**Excerpted passage:**

####

Hello dear Readers,
Hope you all are having a great week.
Today's post is to talk a little bit about Costa Rican Literature.
As you may have seen on my bio, I am from Costa Rica. Even though, I did not like reading when I was growing up as much as I do now, during my years in school, high school, and college, reading was part of my daily life. Costa Rican literature was a key part of our reading. From children books to poetry books, novels, short stories. Books which represent our culture, our customs and traditions, the way we live, the places we are surrounded by, all this described through the eyes and words of our most memorable and influential authors, writers, people who was/is involved in every aspect of our country: politics, education, economy, agriculture, music, film industry, television, newspapers, sports, arts, religion, food, fashion, crime, violence, how people interact in their neighborhoods, what being a "tico" means.
Costa Rican literature has its roots in colonization and has been characterized by European influences. Not an old literary tradition, however, the amount of writers, authors, and works is significantly. This history dates to the end of the 19th century.
As many other countries, the Costa Rican literature went through different periods, phases, each of them with their own outstanding books, stories, writers.
Five main periods or "generations", as we usually call them.
1890-1920: The Olympus Generation
Liberal oligarchic state model. Writing influenced by what the authors thought and saw in their daily lives. Costa Rica on its process of formation, government transformation, consolidating our national identity, consciousness as a nation in progress.
Some of the writers representing this generation:
- Manuel de Jesús Jiménez
- Roberto Brenes Mesén
- Aquileo Echeverría
- Pío Víquez
1920-1940: The Repertory Generation
During this period of time, the liberal oligarchic state suffered a crisis which brings to our literature new forms of language such as humor, parody, satire and grotesque style. Writers on this period used words as a way to critic and judge the crisis the country was going through.
Some of the writers representing this generation:
- Carmen Lyra (Book: En Una Silla de Ruedas/In a Wheelchair)
- Joaquín García Monge
1940-1960: The 40s Generation
During this period of our history as an independent country, social democracy was implemented. Big social reforms and a new meaning of Costa Rica as a country. A period of change, and literature was not the exception. New topics were shown using words such as social problems, land distribution, social welfare, the arrival of companies from another countries, the so called "transnationals", differences between the rich and the poor.
Some of the writers representing this generation:
- Isaac Felipe Azofeifa
- Carlos Luis Fallas (Book: Mamita Yunai)
- Fabián Dobles
- Joaquín Gutiérrez (Book: Puerto Limón)

####

**Stored records:**
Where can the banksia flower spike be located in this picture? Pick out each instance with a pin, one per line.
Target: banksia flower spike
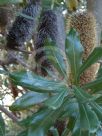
(85, 24)
(48, 28)
(23, 27)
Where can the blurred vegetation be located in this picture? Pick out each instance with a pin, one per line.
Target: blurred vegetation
(34, 105)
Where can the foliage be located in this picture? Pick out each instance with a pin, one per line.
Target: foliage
(65, 102)
(55, 96)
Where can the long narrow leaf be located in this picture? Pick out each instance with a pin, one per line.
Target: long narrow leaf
(36, 83)
(93, 58)
(74, 51)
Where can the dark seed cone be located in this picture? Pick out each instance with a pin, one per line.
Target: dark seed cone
(85, 24)
(23, 27)
(4, 18)
(48, 28)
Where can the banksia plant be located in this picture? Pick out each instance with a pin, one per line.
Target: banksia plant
(85, 24)
(51, 26)
(4, 18)
(24, 25)
(72, 5)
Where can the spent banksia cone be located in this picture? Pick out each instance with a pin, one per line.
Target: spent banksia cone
(23, 27)
(49, 28)
(85, 24)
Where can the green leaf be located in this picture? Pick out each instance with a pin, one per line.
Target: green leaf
(56, 57)
(54, 132)
(81, 95)
(99, 132)
(42, 121)
(28, 100)
(2, 126)
(66, 132)
(93, 58)
(84, 121)
(99, 74)
(74, 51)
(93, 119)
(77, 131)
(56, 101)
(71, 108)
(23, 133)
(97, 109)
(36, 83)
(88, 119)
(2, 2)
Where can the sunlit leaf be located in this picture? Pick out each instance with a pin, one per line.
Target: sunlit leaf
(74, 52)
(36, 83)
(2, 2)
(55, 101)
(93, 58)
(28, 100)
(2, 126)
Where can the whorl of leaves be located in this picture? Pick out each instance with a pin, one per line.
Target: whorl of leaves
(23, 27)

####

**Tasks and exercises:**
[1] Please extract everything in the post on Costa Rican literature from "As many other" down to "nation in progress.", word for word.
[2] Summarize the post on Costa Rican literature in two sentences.
[3] In the post on Costa Rican literature, what book is listed beside Carlos Luis Fallas?

**Solutions per task:**
[1]
As many other countries, the Costa Rican literature went through different periods, phases, each of them with their own outstanding books, stories, writers.
Five main periods or "generations", as we usually call them.
1890-1920: The Olympus Generation
Liberal oligarchic state model. Writing influenced by what the authors thought and saw in their daily lives. Costa Rica on its process of formation, government transformation, consolidating our national identity, consciousness as a nation in progress.

[2] Costa Rican literature has its roots in colonization, shows European influences, and dates to the end of the 19th century, and it is usually divided into five periods called "generations." The Olympus Generation (1890-1920) wrote about a nation in formation, the Repertory Generation (1920-1940) used humor, parody, and satire to criticize the crisis of the liberal oligarchic state, and the 40s Generation (1940-1960) took up social problems during a period of social democracy and reform.

[3] Mamita Yunai.